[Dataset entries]
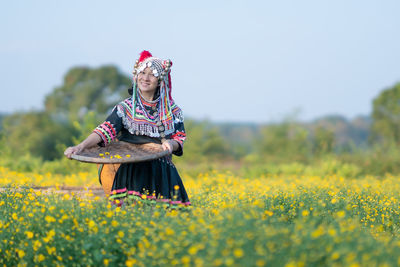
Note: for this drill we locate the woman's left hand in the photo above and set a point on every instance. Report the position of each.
(168, 145)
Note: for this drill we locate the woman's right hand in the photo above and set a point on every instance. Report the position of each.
(72, 150)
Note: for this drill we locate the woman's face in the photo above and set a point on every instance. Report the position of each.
(147, 82)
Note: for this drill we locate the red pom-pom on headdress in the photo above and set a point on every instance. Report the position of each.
(145, 54)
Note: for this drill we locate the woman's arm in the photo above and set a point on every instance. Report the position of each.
(90, 141)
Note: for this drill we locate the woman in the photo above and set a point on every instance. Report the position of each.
(149, 116)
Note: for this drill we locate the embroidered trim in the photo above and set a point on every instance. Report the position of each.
(144, 123)
(122, 193)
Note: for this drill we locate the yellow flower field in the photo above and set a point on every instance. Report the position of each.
(233, 221)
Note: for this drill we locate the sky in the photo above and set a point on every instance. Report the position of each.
(235, 61)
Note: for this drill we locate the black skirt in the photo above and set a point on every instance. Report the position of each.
(154, 181)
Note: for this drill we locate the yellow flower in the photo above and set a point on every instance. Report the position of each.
(121, 234)
(21, 253)
(49, 219)
(130, 262)
(238, 253)
(185, 259)
(40, 258)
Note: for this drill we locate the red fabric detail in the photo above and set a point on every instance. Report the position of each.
(145, 54)
(112, 128)
(179, 137)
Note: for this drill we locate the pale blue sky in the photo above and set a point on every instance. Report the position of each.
(253, 61)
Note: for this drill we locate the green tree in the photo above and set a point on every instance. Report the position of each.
(204, 140)
(284, 142)
(86, 89)
(386, 116)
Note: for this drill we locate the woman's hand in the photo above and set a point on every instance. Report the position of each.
(169, 145)
(72, 150)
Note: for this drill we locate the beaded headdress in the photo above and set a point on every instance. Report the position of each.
(159, 122)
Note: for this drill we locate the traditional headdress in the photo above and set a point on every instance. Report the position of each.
(160, 122)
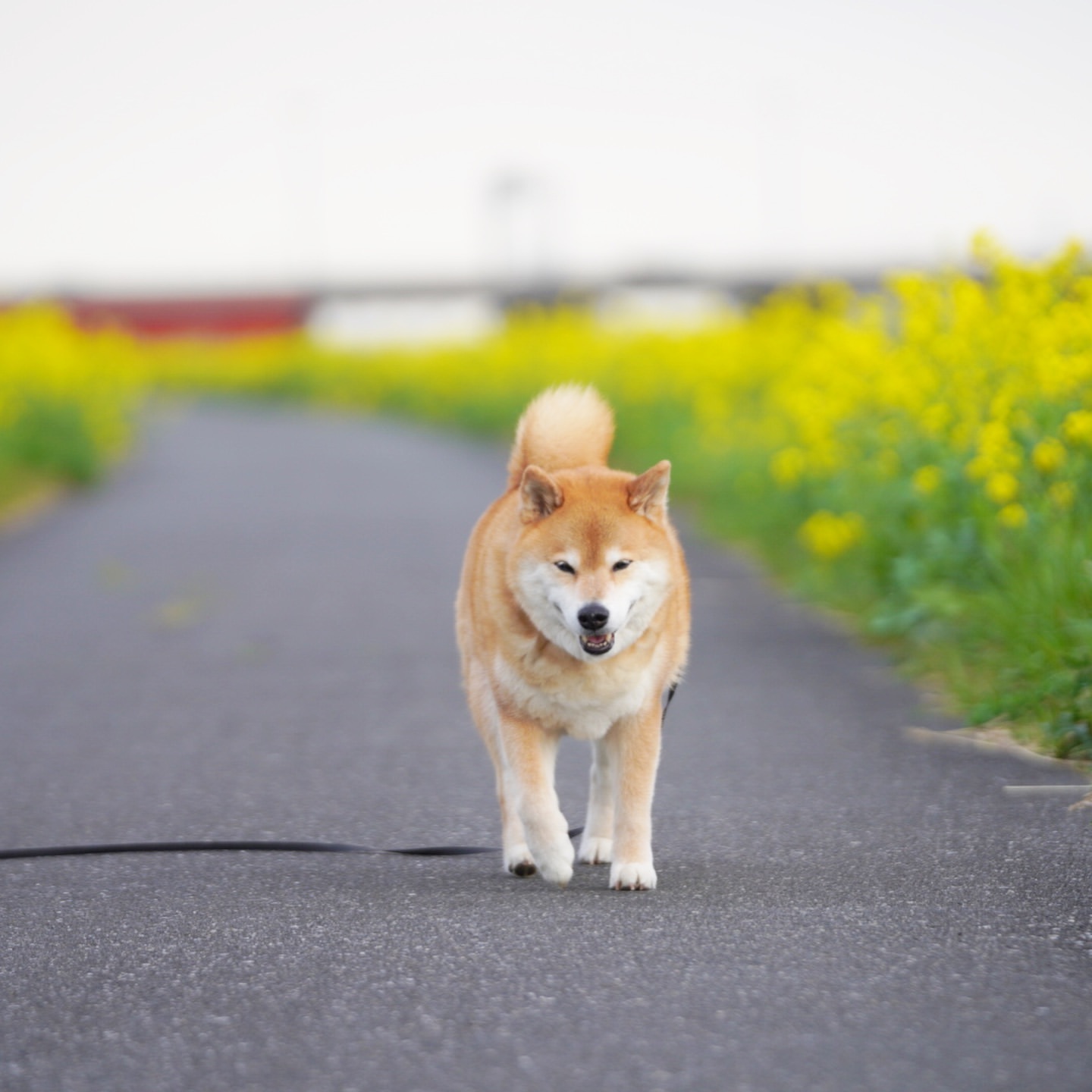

◆ Written exercise:
Output the rows as a numbered list, starting at the line that contains "Note: for this drill we locate the traditional" and continuing through the end of the rows. Omit blank lines and leave the pictures out.

◆ Exercise result:
1. Note: for this drill we locate the traditional headdress in the photo above and set a point on every instance. Report the position of each.
2. (160, 122)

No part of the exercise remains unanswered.